EXERCISE PROMPT
The expected response is the entire set of entries, copied exactly.

-------- RECORDS PROVIDED --------

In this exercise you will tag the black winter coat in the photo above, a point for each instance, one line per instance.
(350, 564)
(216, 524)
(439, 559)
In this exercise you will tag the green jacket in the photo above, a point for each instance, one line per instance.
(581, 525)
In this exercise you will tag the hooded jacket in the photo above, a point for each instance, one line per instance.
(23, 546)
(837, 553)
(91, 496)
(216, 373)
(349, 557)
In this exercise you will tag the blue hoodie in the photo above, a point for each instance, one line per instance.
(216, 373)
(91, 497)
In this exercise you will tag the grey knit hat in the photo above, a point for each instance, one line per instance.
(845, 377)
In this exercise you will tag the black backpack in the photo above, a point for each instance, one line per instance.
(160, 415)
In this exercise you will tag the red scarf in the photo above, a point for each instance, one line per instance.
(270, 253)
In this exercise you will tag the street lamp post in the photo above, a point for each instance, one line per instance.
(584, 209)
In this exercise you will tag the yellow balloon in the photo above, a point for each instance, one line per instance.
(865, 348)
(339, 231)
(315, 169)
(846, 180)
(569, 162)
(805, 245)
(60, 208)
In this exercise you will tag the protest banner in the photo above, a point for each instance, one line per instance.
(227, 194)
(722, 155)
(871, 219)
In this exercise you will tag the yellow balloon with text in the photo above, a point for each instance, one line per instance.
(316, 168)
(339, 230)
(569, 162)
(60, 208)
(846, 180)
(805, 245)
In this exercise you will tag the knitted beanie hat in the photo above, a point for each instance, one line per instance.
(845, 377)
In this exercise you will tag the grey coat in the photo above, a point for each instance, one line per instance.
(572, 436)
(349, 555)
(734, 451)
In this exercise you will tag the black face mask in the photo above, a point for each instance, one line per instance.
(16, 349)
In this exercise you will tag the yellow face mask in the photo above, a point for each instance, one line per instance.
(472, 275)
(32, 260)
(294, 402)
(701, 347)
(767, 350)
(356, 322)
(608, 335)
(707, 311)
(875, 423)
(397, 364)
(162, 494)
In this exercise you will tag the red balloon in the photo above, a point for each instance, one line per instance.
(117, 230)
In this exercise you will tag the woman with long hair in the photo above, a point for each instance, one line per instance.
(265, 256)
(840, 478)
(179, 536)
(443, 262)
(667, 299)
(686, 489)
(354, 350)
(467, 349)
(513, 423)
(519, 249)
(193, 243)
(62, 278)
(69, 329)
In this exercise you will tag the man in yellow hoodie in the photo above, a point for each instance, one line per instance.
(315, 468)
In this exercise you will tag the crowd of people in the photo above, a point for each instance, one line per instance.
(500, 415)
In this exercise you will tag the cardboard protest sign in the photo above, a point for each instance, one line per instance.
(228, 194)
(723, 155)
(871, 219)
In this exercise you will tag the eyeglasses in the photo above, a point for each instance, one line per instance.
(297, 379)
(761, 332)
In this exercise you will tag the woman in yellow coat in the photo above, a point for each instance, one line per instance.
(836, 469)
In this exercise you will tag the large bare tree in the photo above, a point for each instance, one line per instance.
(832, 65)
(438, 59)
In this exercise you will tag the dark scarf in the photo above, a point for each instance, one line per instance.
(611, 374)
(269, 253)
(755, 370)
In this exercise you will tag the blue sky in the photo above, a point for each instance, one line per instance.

--------

REPLY
In this exercise you will tag the black winter coat in the photo above, a point for each instance, one line per instance.
(350, 564)
(216, 524)
(439, 559)
In this exercise you will tag the green jacket in the photo above, a point for each instance, one line per instance.
(581, 525)
In this exercise you will tag the hooded jacket in the photo above, a point for each instance, one line per instance.
(23, 546)
(837, 553)
(91, 496)
(216, 373)
(349, 557)
In this exercise you will tag the blue hoodie in the photo above, a point for each instance, one line per instance.
(216, 373)
(91, 497)
In this exercise you will tag the grey knit hat in the photo above, a point for each instance, one line per instance.
(845, 377)
In this exercise you will tag the black backpack in the photo above, a point for each instance, one line per instance.
(160, 415)
In this exercise you will tag the red scarf in the photo above, a point for each instance, one line per instance.
(270, 253)
In this exercise you will tag the street lamp post in the photo above, a point for each instance, one line per instance.
(584, 209)
In this exercise you will tag the yellow balloon in the photo above, a point for each instance, one line per instance.
(865, 348)
(339, 231)
(315, 169)
(846, 180)
(569, 162)
(805, 245)
(60, 208)
In this exercise you will tag the protest banner in the photo above, a point for each instance, one line per instance.
(227, 194)
(722, 155)
(871, 219)
In this exercise you will tag the yellow balloon with text in the photo above, a point for each instance, one line per instance.
(316, 168)
(339, 230)
(569, 162)
(60, 208)
(846, 180)
(805, 245)
In this exercise you will tag the knitted beanie hat in the photo above, a point for each instance, one line per instance.
(845, 377)
In this exercise you will tag the grey coat in the photo above, a point for each instance, one line per instance.
(572, 436)
(349, 555)
(734, 451)
In this exercise you will tag the black face mask in the photo above, a point for each instance, one line per instance.
(16, 349)
In this exercise you will tag the yellow face mask in the photo above, a point for each instance, one line per instance.
(472, 275)
(32, 260)
(294, 402)
(701, 347)
(767, 350)
(356, 322)
(608, 335)
(707, 311)
(875, 423)
(397, 364)
(162, 494)
In this exercise you will tag the red balloon in the photo above, a point for each instance, one line per instance.
(117, 230)
In this exercise you will tag the woman with long hair in the photo above, a point for each instance, one line per instance.
(265, 256)
(840, 478)
(179, 536)
(443, 262)
(667, 299)
(686, 489)
(354, 350)
(467, 349)
(513, 423)
(519, 249)
(193, 243)
(62, 278)
(69, 329)
In this exercise you will tag the man in yellow hoodie in the photo above, a point for each instance, one line per instance.
(315, 468)
In this exercise you will tag the crowd of people in the photo above, a point for each instance, one line per instance.
(500, 415)
In this exercise you will tag the cardboard protest sign in the photo above, a point for each instance, one line per instance.
(228, 194)
(723, 155)
(871, 219)
In this exercise you will tag the eyeglasses in the photo above, a point for each instance, one line per instance.
(297, 379)
(761, 332)
In this exercise you will tag the woman in yellow coat in the photo above, a point for each instance, one line per instance.
(836, 469)
In this exercise you will tag the large bare tree in the photo above, a point for each instance, one line per instance.
(832, 65)
(438, 59)
In this exercise you will tag the dark scarf in the photo above, a point for each instance, one line per instance.
(611, 374)
(269, 253)
(755, 370)
In this exercise you will tag the blue sky in the photo above, a point for each instance, one line per instance.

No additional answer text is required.